▼▼▼
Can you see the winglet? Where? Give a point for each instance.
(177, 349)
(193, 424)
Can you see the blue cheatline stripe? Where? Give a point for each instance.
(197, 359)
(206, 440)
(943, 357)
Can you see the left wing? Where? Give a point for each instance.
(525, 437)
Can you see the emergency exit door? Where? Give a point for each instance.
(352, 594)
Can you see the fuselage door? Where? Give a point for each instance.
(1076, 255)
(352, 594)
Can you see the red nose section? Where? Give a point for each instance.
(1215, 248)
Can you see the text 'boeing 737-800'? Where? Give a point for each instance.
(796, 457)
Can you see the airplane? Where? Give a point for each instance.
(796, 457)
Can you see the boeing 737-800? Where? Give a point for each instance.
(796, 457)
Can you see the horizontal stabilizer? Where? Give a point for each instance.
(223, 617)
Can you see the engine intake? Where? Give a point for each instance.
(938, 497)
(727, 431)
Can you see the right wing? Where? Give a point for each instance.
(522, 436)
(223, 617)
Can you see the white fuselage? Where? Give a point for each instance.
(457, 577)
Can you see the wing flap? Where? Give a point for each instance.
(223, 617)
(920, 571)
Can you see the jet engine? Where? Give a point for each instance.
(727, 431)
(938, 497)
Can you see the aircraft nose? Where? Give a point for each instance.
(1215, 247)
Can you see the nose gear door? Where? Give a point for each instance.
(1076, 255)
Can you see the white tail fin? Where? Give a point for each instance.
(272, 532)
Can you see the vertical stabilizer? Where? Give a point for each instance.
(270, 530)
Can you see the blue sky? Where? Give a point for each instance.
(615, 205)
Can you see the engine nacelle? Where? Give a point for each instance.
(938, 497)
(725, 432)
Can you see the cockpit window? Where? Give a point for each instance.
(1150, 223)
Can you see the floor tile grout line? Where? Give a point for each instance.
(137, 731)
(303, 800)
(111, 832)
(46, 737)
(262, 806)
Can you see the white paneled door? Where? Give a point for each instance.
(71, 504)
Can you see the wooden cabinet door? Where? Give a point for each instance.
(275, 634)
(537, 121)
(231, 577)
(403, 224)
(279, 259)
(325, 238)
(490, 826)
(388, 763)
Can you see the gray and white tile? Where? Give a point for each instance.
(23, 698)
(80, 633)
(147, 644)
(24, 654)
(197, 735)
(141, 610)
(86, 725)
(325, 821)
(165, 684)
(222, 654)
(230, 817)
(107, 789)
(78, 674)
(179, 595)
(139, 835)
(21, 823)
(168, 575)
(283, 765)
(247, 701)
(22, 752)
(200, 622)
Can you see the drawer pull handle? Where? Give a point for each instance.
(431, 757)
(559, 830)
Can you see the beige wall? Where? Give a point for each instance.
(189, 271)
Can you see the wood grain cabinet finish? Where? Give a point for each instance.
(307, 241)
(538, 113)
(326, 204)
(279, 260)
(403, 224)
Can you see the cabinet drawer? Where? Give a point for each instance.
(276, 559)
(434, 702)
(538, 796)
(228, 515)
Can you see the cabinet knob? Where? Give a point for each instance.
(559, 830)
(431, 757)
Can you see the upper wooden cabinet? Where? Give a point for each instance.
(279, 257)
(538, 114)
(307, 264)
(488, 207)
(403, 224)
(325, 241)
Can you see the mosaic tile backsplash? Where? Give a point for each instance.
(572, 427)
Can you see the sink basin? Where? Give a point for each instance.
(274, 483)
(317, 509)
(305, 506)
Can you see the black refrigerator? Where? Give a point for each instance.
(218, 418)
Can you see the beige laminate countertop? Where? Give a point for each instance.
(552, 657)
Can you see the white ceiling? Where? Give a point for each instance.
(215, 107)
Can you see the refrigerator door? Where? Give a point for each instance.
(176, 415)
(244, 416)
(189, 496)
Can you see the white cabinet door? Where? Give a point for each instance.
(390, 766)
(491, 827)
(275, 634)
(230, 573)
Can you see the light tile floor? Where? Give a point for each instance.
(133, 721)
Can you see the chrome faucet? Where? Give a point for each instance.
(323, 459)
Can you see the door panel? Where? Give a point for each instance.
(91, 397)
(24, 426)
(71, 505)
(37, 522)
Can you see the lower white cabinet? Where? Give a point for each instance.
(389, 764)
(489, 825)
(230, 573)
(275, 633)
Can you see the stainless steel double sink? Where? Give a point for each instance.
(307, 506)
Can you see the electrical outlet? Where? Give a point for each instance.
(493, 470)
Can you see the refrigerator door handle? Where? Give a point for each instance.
▲▲▲
**Exercise description**
The answer should consist only of the lines from the one with "Can you see the upper" to the final line of the records above, retyped word for word.

**Exercise answer**
Can you see the upper wooden cabinet? Where? Give a point for each instance.
(279, 257)
(538, 114)
(307, 264)
(488, 207)
(403, 224)
(325, 241)
Can you see the mosaic tile backsplash? Where? Give a point for each instance.
(572, 427)
Can you see the sink basin? Where? Give a point for each instance.
(274, 483)
(317, 509)
(305, 506)
Can you see the black refrigerator? Where? Give a point for each instance.
(218, 418)
Can you see the beige laminate countertop? Where? Give a point for each instance.
(552, 657)
Can you see the white ceiling? Where? Give a point for each instance.
(215, 107)
Can you see the refrigerator door? Where? Give a point for each instance.
(176, 415)
(244, 416)
(189, 496)
Can you see the white cabinet door? Where? Give a point for each instance.
(390, 766)
(491, 827)
(275, 634)
(230, 573)
Can you see the light tile floor? Where? Give a point for each instance.
(133, 721)
Can you see the chrome faucet? Where? Give a point for each instance.
(323, 459)
Can you see the door panel? Where? Give a point for each instance.
(91, 397)
(24, 426)
(71, 505)
(37, 522)
Can you see the lower white cabinet? Where? Give a point for each instance.
(389, 764)
(489, 825)
(230, 573)
(275, 633)
Can you see the stainless steel double sink? Where? Give a point for each instance.
(307, 506)
Can you see the electrical outlet? Where? Give a point for each instance.
(493, 470)
Can you see the refrigerator door handle? Where? Give a point for each instance.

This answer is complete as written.